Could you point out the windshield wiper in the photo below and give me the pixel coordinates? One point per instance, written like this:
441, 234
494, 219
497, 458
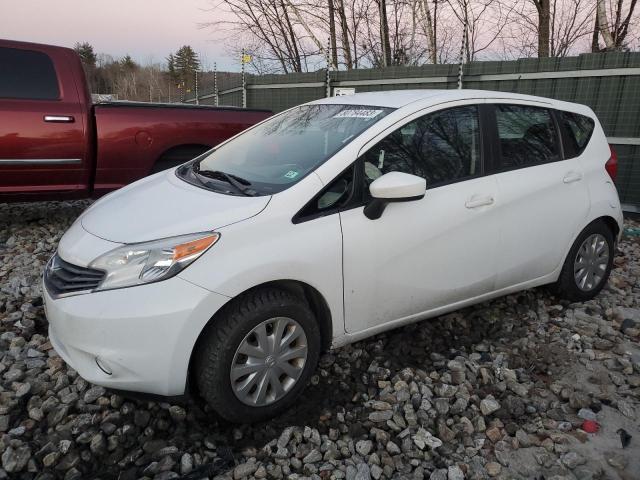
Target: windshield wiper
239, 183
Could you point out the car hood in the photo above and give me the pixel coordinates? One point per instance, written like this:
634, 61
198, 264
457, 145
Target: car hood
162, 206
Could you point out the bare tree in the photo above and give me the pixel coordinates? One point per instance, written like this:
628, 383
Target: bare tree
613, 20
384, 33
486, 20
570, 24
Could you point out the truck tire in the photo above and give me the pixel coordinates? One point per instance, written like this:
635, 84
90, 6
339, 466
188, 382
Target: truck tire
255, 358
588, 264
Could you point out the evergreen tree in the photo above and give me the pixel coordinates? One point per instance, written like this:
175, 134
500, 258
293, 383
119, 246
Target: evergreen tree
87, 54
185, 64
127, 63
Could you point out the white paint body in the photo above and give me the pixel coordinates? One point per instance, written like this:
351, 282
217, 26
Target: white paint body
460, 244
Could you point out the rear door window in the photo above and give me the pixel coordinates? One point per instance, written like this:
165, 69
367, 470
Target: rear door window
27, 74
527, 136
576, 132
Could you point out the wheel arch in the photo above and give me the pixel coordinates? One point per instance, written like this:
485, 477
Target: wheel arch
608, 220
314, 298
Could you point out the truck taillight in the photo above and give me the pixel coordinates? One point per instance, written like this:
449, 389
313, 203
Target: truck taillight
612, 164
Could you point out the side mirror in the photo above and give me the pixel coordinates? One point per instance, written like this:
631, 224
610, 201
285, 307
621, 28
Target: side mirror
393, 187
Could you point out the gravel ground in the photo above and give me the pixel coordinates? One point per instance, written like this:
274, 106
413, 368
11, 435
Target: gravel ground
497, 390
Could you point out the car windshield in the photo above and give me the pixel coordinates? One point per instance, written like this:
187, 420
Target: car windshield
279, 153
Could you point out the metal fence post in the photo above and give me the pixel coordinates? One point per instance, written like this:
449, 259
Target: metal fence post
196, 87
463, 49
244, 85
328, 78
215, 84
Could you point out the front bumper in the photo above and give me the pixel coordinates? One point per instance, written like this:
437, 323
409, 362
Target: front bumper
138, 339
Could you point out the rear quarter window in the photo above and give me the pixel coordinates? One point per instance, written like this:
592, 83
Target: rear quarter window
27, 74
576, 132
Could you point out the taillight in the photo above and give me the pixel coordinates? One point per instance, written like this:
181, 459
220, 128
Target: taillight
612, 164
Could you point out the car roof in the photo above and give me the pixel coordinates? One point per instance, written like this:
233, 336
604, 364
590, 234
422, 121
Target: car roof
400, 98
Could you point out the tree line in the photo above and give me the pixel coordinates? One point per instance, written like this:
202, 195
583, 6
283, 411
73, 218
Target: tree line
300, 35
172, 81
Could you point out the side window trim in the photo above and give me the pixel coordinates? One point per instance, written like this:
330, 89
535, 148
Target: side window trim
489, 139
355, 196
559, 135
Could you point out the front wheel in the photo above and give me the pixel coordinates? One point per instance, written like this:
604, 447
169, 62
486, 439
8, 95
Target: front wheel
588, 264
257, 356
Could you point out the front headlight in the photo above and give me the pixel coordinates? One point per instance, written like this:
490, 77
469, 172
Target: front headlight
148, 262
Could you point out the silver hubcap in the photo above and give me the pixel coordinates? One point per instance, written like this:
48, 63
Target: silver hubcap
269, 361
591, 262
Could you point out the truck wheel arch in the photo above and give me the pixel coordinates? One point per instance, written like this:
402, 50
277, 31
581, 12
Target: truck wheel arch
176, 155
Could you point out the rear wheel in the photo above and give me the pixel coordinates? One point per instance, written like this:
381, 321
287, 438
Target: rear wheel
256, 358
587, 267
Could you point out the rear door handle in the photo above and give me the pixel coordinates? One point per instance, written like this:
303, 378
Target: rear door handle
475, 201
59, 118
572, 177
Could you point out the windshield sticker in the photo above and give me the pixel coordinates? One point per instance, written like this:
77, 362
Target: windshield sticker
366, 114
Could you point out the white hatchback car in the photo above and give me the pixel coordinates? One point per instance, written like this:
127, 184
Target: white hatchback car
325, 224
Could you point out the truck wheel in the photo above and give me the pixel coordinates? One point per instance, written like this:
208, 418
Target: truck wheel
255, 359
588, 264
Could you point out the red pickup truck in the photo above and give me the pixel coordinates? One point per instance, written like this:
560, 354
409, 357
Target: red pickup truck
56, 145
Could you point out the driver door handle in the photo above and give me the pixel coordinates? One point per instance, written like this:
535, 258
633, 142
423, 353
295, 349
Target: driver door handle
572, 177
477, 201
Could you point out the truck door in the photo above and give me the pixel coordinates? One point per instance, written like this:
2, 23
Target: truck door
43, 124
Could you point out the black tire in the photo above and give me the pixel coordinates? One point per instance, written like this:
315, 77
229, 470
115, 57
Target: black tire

...

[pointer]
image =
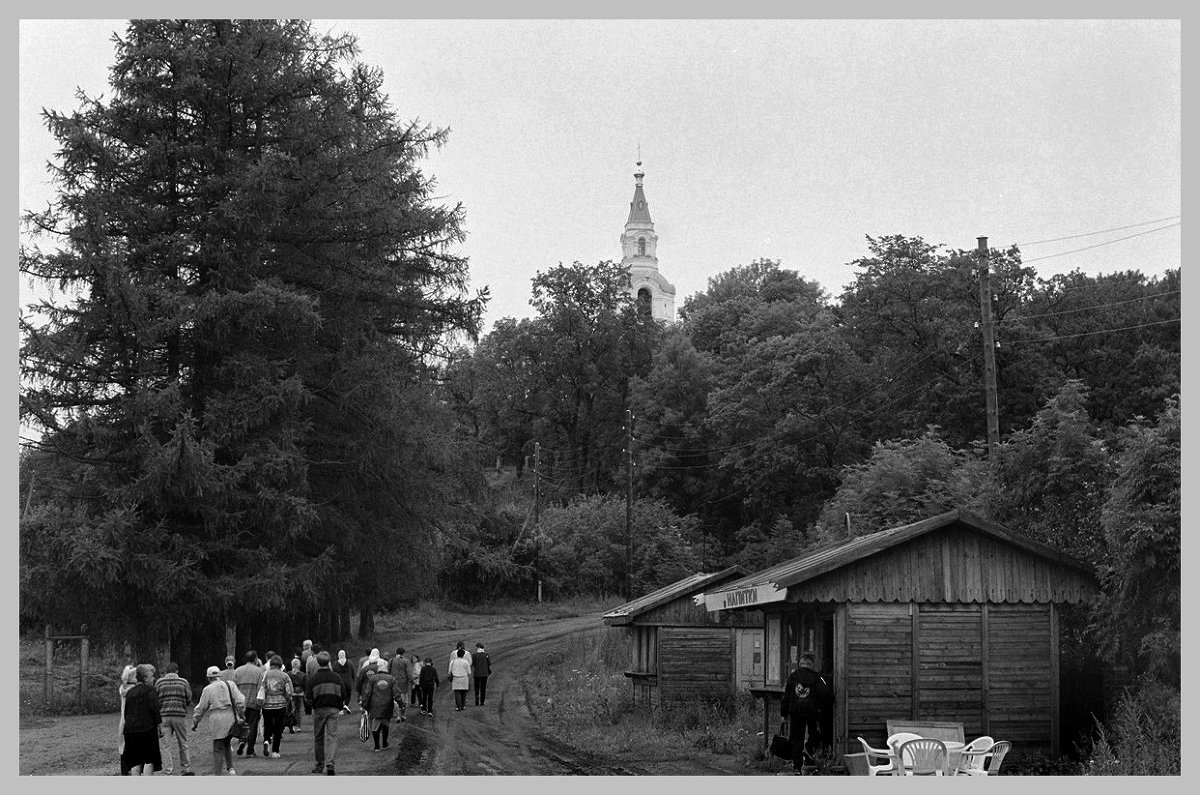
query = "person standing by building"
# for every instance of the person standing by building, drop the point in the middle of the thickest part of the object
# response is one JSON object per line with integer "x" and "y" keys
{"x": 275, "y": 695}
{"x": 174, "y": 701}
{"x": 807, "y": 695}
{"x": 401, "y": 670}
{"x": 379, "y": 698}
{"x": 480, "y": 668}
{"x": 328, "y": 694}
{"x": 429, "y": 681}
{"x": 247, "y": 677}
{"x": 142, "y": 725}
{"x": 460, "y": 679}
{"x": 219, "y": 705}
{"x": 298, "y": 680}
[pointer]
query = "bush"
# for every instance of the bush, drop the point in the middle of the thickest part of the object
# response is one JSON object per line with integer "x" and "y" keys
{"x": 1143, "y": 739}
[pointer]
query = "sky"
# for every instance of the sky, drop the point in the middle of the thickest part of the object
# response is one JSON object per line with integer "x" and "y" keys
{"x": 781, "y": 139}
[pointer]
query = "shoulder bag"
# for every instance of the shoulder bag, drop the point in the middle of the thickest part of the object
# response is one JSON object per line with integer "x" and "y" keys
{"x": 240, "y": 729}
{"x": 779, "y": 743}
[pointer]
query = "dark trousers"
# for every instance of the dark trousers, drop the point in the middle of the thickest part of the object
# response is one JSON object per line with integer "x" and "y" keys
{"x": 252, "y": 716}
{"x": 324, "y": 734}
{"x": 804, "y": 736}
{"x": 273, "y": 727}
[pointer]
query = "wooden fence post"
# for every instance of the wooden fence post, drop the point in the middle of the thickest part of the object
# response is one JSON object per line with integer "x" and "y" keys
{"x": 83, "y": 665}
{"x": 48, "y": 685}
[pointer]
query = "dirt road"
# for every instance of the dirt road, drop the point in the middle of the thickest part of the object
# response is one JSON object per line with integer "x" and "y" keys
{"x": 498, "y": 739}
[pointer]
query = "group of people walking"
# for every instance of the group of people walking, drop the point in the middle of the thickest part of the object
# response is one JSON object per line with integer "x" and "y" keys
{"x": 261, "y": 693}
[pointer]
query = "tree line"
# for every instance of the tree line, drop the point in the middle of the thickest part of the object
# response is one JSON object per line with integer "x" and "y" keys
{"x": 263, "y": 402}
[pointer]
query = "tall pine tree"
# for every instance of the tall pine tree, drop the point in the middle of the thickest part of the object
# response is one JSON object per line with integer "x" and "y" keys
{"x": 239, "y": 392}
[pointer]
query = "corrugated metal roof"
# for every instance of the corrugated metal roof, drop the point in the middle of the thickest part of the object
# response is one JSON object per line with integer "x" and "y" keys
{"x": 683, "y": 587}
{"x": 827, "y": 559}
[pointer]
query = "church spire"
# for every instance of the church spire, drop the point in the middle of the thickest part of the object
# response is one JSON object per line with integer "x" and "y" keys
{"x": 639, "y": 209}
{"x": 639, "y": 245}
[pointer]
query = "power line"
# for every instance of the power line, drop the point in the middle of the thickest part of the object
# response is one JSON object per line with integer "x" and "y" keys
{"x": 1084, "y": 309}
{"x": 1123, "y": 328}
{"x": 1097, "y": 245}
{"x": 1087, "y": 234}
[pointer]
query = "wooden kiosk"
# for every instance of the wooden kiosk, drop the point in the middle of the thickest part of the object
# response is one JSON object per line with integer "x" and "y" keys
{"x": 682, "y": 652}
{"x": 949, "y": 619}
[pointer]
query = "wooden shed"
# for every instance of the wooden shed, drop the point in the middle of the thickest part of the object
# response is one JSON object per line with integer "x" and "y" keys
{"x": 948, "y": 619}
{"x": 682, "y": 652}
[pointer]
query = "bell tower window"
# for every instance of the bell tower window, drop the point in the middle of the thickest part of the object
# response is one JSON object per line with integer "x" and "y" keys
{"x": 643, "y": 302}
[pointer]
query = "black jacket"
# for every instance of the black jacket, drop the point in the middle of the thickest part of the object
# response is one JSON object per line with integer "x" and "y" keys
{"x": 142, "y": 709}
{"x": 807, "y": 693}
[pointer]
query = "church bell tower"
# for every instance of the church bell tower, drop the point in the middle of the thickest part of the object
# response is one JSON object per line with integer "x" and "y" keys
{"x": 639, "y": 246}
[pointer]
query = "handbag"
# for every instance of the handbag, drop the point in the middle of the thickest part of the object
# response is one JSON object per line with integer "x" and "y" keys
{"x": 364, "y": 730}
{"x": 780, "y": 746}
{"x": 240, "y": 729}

* [PROBLEM STATEMENT]
Give only the number of lines in the records that contain the string "power".

* [COMPLETED EXERCISE]
2